* Source excerpt:
The last several posts here on The Archdruid Report have focused on the ramifications of a single concept – the importance of energy concentration, as distinct from the raw quantity of energy, in the economics of the future. This concept has implications that go well beyond the obvious, because three centuries of unthinking dependence on highly concentrated fossil fuels have reshaped not only the economies and the cultures of the industrial West, but some of our most fundamental assumptions about the universe, in ways all too likely to be disastrously counterproductive in the decades and centuries ahead of us.
Ironically enough, given the modern world’s obsession with economic issues, one of the best examples of this reshaping of assumptions by the implications of cheap concentrated energy has been the forceful resistance so many of us put up nowadays to thinking about technology in economic terms. It should be obvious that whether or not a given technology or suite of technologies continues to exist in a world of depleting resources depends first and foremost on three essentially economic factors. The first is whether the things done by that technology are necessities or luxuries, and if they are necessities, just how necessary they are; the second is whether the same things, or at least the portion of them that must be done, can be done by another technology at a lower cost in scarce resources; the third is how the benefits gained by keeping the technology supplied with the scarce resources it needs measures up to the benefits gained by putting those same resources to other uses.
Nowadays, though, this fairly straightforward calculus of needs and costs is anything but obvious. If I suggest in a post here, for example, that the internet will fail on all three counts in the years ahead of us – very little of what it does is necessary; most of the things it does can be done with much less energy and resource use, albeit at a slower pace, by other means; and the resources needed to keep it running would in many cases produce a better payback elsewhere – you can bet your bottom dollar that a good many of the responses will ignore this analysis entirely, and insist that since it’s technically possible to keep the internet in existence, and a fraction of today’s economic and social arrangements currently depend on (or at least use) the internet, the internet must continue to exist. Now it’s relevant to point out that the world adapted very quickly to using email and Google in place of postage stamps and public libraries, and will doubtless adapt just as quickly to using postage stamps and libraries in place of email and Google if that becomes necessary, but this sort of thinking – necessary as it will be in the years to come – finds few takers these days.

* Task to complete: Copy out the passage on energy concentration and technology above word for word, from start to finish.

* Data shown:

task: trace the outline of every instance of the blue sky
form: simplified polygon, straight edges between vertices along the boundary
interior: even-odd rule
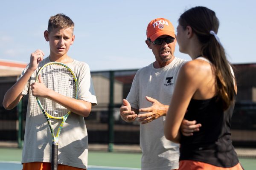
[[[91,71],[140,68],[154,61],[148,48],[146,28],[157,17],[175,28],[186,9],[204,6],[214,11],[218,35],[233,63],[256,62],[256,3],[252,0],[18,0],[1,3],[0,59],[29,62],[37,49],[49,54],[44,37],[49,17],[58,13],[75,24],[74,43],[68,55],[87,63]],[[178,46],[175,56],[187,60]]]

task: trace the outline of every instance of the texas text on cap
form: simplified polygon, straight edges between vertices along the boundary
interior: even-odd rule
[[[163,18],[157,18],[151,21],[147,28],[147,38],[154,41],[163,35],[175,38],[174,28],[170,21]]]

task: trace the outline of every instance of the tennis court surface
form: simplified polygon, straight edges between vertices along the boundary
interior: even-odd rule
[[[239,152],[241,152],[240,151]],[[0,170],[21,170],[22,149],[0,147]],[[140,153],[89,151],[88,170],[139,170]],[[239,157],[246,170],[255,170],[256,156]]]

* Written reply:
The last several posts here on The Archdruid Report have focused on the ramifications of a single concept – the importance of energy concentration, as distinct from the raw quantity of energy, in the economics of the future. This concept has implications that go well beyond the obvious, because three centuries of unthinking dependence on highly concentrated fossil fuels have reshaped not only the economies and the cultures of the industrial West, but some of our most fundamental assumptions about the universe, in ways all too likely to be disastrously counterproductive in the decades and centuries ahead of us.
Ironically enough, given the modern world’s obsession with economic issues, one of the best examples of this reshaping of assumptions by the implications of cheap concentrated energy has been the forceful resistance so many of us put up nowadays to thinking about technology in economic terms. It should be obvious that whether or not a given technology or suite of technologies continues to exist in a world of depleting resources depends first and foremost on three essentially economic factors. The first is whether the things done by that technology are necessities or luxuries, and if they are necessities, just how necessary they are; the second is whether the same things, or at least the portion of them that must be done, can be done by another technology at a lower cost in scarce resources; the third is how the benefits gained by keeping the technology supplied with the scarce resources it needs measures up to the benefits gained by putting those same resources to other uses.
Nowadays, though, this fairly straightforward calculus of needs and costs is anything but obvious. If I suggest in a post here, for example, that the internet will fail on all three counts in the years ahead of us – very little of what it does is necessary; most of the things it does can be done with much less energy and resource use, albeit at a slower pace, by other means; and the resources needed to keep it running would in many cases produce a better payback elsewhere – you can bet your bottom dollar that a good many of the responses will ignore this analysis entirely, and insist that since it’s technically possible to keep the internet in existence, and a fraction of today’s economic and social arrangements currently depend on (or at least use) the internet, the internet must continue to exist. Now it’s relevant to point out that the world adapted very quickly to using email and Google in place of postage stamps and public libraries, and will doubtless adapt just as quickly to using postage stamps and libraries in place of email and Google if that becomes necessary, but this sort of thinking – necessary as it will be in the years to come – finds few takers these days.